#### Exercise
Among the entries below, find every line that has "before" and pull it out.

#### Stored data
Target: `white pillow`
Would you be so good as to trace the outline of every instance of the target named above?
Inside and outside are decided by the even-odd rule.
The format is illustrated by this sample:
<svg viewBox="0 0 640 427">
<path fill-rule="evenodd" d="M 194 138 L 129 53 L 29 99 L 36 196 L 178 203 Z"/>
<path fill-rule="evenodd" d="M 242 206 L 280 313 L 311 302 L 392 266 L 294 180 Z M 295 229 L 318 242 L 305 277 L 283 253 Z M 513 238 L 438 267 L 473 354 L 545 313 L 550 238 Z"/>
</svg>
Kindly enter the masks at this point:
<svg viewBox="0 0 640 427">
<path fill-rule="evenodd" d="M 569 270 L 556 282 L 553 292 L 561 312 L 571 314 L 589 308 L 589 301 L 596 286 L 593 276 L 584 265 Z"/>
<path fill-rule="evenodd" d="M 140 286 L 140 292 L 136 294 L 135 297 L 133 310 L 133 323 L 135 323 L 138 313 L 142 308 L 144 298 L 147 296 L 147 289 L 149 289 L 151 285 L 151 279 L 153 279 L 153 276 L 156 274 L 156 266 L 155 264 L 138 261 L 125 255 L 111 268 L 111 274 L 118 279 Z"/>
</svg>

--

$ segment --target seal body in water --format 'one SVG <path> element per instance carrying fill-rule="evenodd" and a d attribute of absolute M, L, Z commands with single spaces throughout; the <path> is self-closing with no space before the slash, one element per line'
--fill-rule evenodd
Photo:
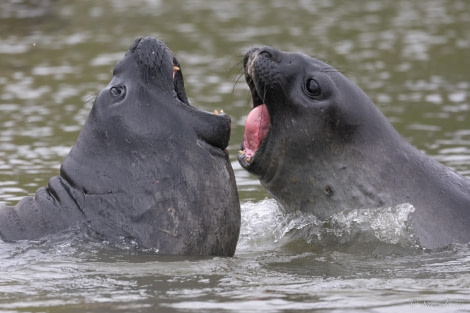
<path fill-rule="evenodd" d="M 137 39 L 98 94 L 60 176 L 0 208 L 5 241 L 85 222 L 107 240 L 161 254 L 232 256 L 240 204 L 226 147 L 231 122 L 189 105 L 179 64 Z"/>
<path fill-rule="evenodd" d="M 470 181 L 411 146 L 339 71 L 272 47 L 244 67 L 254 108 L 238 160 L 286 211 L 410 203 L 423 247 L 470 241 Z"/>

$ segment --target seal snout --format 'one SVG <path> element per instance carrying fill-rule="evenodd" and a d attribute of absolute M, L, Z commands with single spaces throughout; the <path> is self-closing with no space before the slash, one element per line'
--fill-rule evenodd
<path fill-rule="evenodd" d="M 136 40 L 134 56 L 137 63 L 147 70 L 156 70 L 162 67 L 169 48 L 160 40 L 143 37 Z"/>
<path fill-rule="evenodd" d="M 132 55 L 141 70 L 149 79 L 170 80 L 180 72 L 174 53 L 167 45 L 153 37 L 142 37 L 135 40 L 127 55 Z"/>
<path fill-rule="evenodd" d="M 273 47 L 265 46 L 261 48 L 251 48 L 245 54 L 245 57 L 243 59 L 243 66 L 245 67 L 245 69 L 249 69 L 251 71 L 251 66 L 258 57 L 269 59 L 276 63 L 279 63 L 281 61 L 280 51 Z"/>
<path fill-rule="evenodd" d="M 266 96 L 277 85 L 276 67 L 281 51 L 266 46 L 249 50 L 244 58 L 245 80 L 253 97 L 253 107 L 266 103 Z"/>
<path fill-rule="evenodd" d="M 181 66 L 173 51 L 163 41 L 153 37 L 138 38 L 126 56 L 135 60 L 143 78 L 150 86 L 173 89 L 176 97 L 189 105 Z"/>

#### Your response
$ segment --target seal body in water --format 'one SVG <path> element per instance carrying fill-rule="evenodd" and a d attribute of absolute M, L, Z commands with single spaces throughout; the <path> is self-closing with no space before the slash, one element per line'
$ segment --target seal snout --format 'one SVG <path> element per instance carrying fill-rule="evenodd" and a d attribute of absolute M, L, Z commands with single spaces throughout; the <path> is self-closing with no space before the slash, one element per line'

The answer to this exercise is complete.